## TASK ITEM:
Return the full passage about the Croyde Bay holiday camp, word for word.

## TEXT BLOCK:
========================================================================
There were approximately one hundred and fifty semi-detached chalets, all pebble-dashed and painted green and white, each having its own tidy front garden full of rose bushes and standing in neat regimented rows around the various open green spaces.  Inside they were sparsely furnished with none of the facilities that today would be regarded as basic essentials.  Floral curtains at the windows and two single beds, a wardrobe and a bedside table was just about it but they did have a separate bathroom so at least it wasn’t like caravanning with communal washrooms and toilets.

The camp was nicely laid out with a big central green area where all the events were carried out – sports day, Miss Croyde Bay competition, knobbly knees and so on.  Later on they built an outdoor swimming poll in one corner but it wasn’t there the first time that we stayed.  In other parts of the grounds there were grass tennis courts (later converted to clay), mini clock golf and a bowling green exclusively for adults.

The main communal areas were basically a series of wooden huts and here was the bar and the dining room and the concert hall where there was a full programme of events, a couple of dances, a camp concert and a cinema evening.  The Camp of course had its own Ted Bovis (Hi-de-Hi) who had the nickname ‘Sporty’ and his job was to provide all of the non stop entertainment for the week.  This must have been a tedious ‘groundhog day’ sort of job going through the same routine week after week after week.  Actually everyone was obliged to have a camp nickname which had to be written on a cardboard badge and pinned on our shirts and blouses.

Breakfast and evening meal was served in the dining room where everyone sat in rows at wooden tables with plastic table cloths and selected from the menu (take it or leave it) and I don’t remember it being very thrilling!  The events started soon after parents had put the children to bed and this was a bizarre thing that I couldn’t imagine happening now but people volunteered to do baby listening patrols and parents were entirely comfortable with this arrangement.  I mean these people hadn’t had CRB checks or anything to confirm their suitability for such responsibility.  They would walk around the camp with a wooden baton as a symbol of their responsibility and if they heard a baby cry or came across a distressed child they would run back to the concert hall and chalk a message on a blackboard to alert the party going parents.
========================================================================
Natural language region descriptions:
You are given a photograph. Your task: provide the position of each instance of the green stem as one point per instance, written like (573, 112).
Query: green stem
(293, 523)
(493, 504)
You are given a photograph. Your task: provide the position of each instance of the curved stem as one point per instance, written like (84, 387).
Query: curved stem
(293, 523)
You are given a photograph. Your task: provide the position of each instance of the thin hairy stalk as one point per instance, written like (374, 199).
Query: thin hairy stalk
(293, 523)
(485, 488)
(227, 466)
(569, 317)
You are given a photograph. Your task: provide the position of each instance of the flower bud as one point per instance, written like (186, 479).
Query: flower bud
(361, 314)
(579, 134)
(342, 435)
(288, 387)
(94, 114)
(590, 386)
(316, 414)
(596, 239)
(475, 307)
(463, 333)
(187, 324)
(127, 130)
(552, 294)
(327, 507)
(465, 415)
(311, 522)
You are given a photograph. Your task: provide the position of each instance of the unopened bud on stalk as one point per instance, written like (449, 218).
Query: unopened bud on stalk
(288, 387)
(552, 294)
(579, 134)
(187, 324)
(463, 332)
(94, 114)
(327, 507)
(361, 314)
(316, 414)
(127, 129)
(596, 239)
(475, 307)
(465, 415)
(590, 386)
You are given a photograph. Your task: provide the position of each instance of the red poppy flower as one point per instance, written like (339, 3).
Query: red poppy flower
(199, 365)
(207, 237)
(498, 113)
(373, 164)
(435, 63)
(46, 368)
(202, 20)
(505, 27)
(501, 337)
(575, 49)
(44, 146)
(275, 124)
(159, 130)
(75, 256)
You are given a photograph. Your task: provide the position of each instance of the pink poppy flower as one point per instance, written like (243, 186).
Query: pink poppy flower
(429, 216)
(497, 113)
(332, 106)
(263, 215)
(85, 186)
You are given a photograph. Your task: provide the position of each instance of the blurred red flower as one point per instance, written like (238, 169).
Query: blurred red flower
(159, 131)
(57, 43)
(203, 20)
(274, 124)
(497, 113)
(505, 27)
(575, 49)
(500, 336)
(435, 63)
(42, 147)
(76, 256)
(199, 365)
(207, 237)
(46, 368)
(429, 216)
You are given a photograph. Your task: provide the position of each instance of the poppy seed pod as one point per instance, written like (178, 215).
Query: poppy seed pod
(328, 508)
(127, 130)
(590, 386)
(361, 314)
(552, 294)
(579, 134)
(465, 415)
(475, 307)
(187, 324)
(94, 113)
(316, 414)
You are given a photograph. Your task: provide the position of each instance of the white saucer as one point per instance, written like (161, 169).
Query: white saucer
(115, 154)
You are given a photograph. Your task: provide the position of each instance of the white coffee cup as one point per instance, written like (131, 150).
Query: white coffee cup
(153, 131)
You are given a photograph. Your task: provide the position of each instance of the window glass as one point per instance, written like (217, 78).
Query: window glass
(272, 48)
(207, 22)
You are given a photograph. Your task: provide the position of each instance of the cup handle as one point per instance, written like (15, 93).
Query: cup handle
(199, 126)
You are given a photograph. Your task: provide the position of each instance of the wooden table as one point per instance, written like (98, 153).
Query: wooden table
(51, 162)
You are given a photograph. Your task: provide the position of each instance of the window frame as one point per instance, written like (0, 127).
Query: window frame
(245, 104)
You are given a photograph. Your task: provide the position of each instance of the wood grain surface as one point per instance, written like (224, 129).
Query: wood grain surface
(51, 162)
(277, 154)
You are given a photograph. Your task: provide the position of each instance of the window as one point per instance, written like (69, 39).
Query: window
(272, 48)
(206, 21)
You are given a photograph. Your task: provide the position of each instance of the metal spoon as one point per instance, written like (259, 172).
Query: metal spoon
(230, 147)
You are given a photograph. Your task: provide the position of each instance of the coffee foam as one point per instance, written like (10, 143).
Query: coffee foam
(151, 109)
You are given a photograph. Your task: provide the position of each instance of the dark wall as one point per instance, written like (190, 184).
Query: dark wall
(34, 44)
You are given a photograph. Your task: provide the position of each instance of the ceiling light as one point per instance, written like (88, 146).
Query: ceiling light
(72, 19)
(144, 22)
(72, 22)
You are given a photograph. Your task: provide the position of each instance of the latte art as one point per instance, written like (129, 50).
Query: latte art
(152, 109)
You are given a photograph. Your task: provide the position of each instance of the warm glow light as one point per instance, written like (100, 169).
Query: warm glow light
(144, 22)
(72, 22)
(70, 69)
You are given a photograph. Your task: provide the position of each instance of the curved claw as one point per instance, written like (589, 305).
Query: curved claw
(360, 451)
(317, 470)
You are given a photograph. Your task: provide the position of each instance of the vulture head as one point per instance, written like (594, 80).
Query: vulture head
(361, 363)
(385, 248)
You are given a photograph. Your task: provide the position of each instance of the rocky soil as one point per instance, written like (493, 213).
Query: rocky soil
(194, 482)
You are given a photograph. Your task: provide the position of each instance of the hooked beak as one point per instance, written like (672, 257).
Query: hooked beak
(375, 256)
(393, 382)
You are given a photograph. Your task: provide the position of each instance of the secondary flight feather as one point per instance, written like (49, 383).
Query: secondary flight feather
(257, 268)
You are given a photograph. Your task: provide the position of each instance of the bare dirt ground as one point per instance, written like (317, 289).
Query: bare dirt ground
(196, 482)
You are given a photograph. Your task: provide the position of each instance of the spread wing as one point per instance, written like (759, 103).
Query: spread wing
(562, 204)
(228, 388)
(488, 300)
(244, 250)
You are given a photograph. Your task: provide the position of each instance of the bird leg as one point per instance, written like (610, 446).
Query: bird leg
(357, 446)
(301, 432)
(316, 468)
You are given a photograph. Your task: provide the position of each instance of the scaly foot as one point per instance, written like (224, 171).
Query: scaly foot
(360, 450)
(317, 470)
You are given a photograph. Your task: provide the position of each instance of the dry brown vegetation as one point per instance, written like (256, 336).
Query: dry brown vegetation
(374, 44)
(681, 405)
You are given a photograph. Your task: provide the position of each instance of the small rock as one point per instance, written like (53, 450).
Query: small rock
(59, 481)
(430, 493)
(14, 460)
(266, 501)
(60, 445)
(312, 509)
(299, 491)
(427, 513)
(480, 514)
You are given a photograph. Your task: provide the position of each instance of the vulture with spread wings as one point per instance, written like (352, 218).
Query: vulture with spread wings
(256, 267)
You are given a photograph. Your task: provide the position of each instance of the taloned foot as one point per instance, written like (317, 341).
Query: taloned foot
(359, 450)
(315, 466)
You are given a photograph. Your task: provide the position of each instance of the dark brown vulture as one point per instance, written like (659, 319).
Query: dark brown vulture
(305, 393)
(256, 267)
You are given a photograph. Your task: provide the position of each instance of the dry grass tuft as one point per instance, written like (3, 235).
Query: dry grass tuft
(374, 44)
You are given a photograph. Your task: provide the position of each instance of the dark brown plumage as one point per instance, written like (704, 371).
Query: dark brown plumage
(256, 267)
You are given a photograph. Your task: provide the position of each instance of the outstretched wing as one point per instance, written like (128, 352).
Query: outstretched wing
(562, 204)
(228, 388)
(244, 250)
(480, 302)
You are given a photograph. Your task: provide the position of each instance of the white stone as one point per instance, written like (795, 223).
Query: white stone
========================================================================
## RESPONSE AREA:
There were approximately one hundred and fifty semi-detached chalets, all pebble-dashed and painted green and white, each having its own tidy front garden full of rose bushes and standing in neat regimented rows around the various open green spaces.  Inside they were sparsely furnished with none of the facilities that today would be regarded as basic essentials.  Floral curtains at the windows and two single beds, a wardrobe and a bedside table was just about it but they did have a separate bathroom so at least it wasn’t like caravanning with communal washrooms and toilets.

The camp was nicely laid out with a big central green area where all the events were carried out – sports day, Miss Croyde Bay competition, knobbly knees and so on.  Later on they built an outdoor swimming poll in one corner but it wasn’t there the first time that we stayed.  In other parts of the grounds there were grass tennis courts (later converted to clay), mini clock golf and a bowling green exclusively for adults.

The main communal areas were basically a series of wooden huts and here was the bar and the dining room and the concert hall where there was a full programme of events, a couple of dances, a camp concert and a cinema evening.  The Camp of course had its own Ted Bovis (Hi-de-Hi) who had the nickname ‘Sporty’ and his job was to provide all of the non stop entertainment for the week.  This must have been a tedious ‘groundhog day’ sort of job going through the same routine week after week after week.  Actually everyone was obliged to have a camp nickname which had to be written on a cardboard badge and pinned on our shirts and blouses.

Breakfast and evening meal was served in the dining room where everyone sat in rows at wooden tables with plastic table cloths and selected from the menu (take it or leave it) and I don’t remember it being very thrilling!  The events started soon after parents had put the children to bed and this was a bizarre thing that I couldn’t imagine happening now but people volunteered to do baby listening patrols and parents were entirely comfortable with this arrangement.  I mean these people hadn’t had CRB checks or anything to confirm their suitability for such responsibility.  They would walk around the camp with a wooden baton as a symbol of their responsibility and if they heard a baby cry or came across a distressed child they would run back to the concert hall and chalk a message on a blackboard to alert the party going parents.